[The request]: Show every line of the records that contains the word "concrete", copying each line in full.

[Records for this exercise]:
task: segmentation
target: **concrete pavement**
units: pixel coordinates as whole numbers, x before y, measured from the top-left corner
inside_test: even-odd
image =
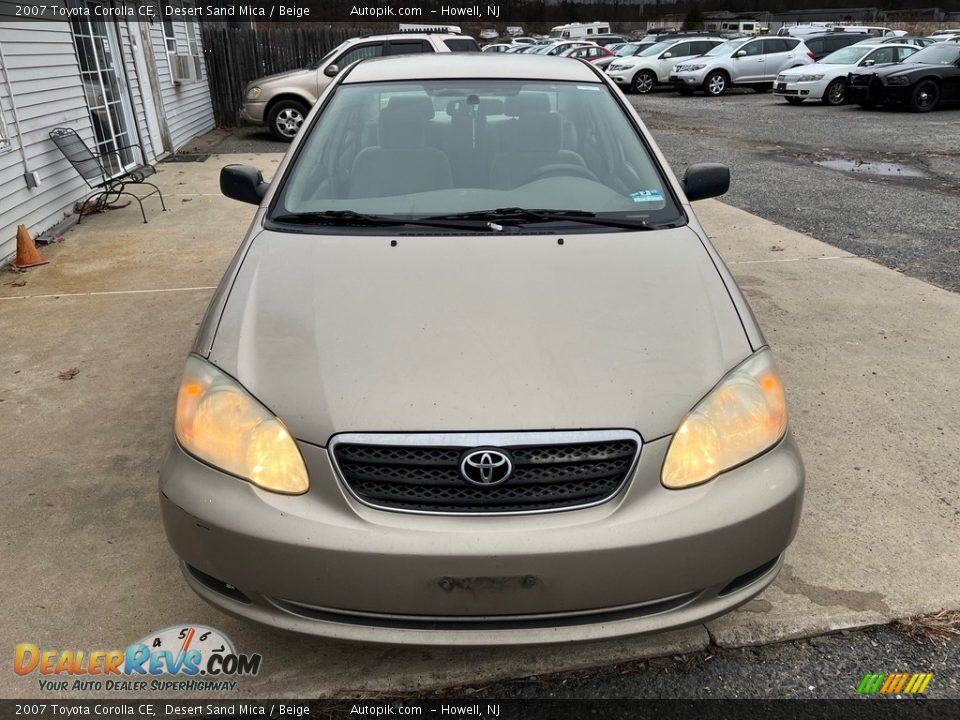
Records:
[[[147,225],[132,207],[90,217],[42,248],[50,265],[0,272],[8,657],[19,642],[113,649],[201,623],[264,655],[240,694],[315,697],[469,685],[960,608],[960,296],[716,201],[698,214],[781,363],[808,471],[798,538],[762,596],[706,627],[523,650],[334,643],[209,608],[166,545],[157,469],[184,356],[253,214],[219,195],[219,168],[253,162],[269,177],[279,159],[163,164],[169,212],[150,201]],[[11,667],[0,696],[43,694],[35,675]]]

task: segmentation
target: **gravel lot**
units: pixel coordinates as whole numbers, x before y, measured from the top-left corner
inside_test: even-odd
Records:
[[[725,202],[960,292],[960,109],[794,107],[740,90],[628,97],[678,174],[694,162],[730,166]],[[210,150],[222,153],[286,148],[260,128],[212,140]],[[858,170],[817,165],[835,160]],[[859,163],[896,167],[884,176]]]
[[[730,167],[724,202],[960,292],[960,109],[794,107],[739,90],[720,98],[628,97],[678,174],[694,162]],[[833,160],[861,170],[858,163],[889,163],[901,172],[817,165]]]
[[[960,636],[946,644],[904,637],[891,627],[737,650],[657,658],[478,688],[455,697],[844,699],[868,672],[932,672],[928,698],[960,698]]]

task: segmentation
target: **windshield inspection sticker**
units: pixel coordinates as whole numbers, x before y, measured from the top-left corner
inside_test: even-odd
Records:
[[[663,202],[663,195],[659,190],[637,190],[628,197],[634,202]]]

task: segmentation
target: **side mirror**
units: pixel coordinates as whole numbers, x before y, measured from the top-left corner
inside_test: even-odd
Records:
[[[697,163],[683,174],[683,191],[687,200],[719,197],[730,189],[730,168],[720,163]]]
[[[253,165],[224,165],[220,168],[220,192],[231,200],[259,205],[267,194],[269,183]]]

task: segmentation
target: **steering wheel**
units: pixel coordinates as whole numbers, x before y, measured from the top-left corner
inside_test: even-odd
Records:
[[[583,165],[577,165],[576,163],[554,163],[553,165],[544,165],[520,184],[526,185],[534,180],[554,177],[556,175],[575,175],[586,178],[587,180],[593,180],[594,182],[600,182],[600,178],[598,178],[590,168],[584,167]]]

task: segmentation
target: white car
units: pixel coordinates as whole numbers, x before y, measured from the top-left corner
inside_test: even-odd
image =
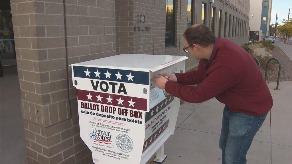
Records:
[[[275,43],[275,39],[274,38],[274,36],[267,36],[266,39],[272,42],[273,43]]]

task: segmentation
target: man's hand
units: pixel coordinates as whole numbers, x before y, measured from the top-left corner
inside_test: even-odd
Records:
[[[159,76],[153,78],[153,81],[155,82],[155,84],[159,89],[163,89],[165,87],[165,83],[168,81],[167,79],[164,76]]]
[[[159,74],[161,76],[167,76],[169,80],[173,81],[175,82],[178,81],[178,79],[176,78],[176,76],[174,74],[173,74],[170,73],[164,73],[161,74]]]

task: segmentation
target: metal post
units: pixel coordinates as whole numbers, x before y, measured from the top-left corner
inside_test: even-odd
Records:
[[[161,145],[160,147],[156,151],[156,157],[153,162],[158,163],[162,163],[165,158],[166,155],[164,154],[164,143]]]

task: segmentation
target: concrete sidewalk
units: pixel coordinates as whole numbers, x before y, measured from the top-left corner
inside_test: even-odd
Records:
[[[275,45],[279,46],[286,55],[292,60],[292,45],[284,43],[278,39],[275,40]]]
[[[26,164],[27,152],[20,105],[17,74],[1,77],[1,164]],[[268,164],[270,160],[271,116],[272,162],[292,161],[292,81],[281,82],[281,90],[269,84],[274,100],[273,109],[255,137],[247,155],[248,163]],[[164,164],[221,163],[218,146],[224,105],[215,99],[199,104],[181,106],[174,134],[165,145]],[[155,155],[154,155],[155,156]],[[148,164],[152,163],[154,156]]]

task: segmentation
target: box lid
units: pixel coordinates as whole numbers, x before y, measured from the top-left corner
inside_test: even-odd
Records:
[[[122,54],[74,64],[95,67],[139,68],[155,72],[187,59],[184,56]]]

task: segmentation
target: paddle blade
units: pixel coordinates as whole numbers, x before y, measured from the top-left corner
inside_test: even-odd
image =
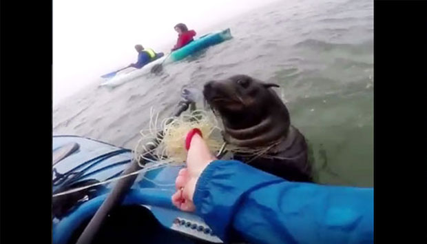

[The solution]:
target: **concrete pavement**
target: concrete sidewalk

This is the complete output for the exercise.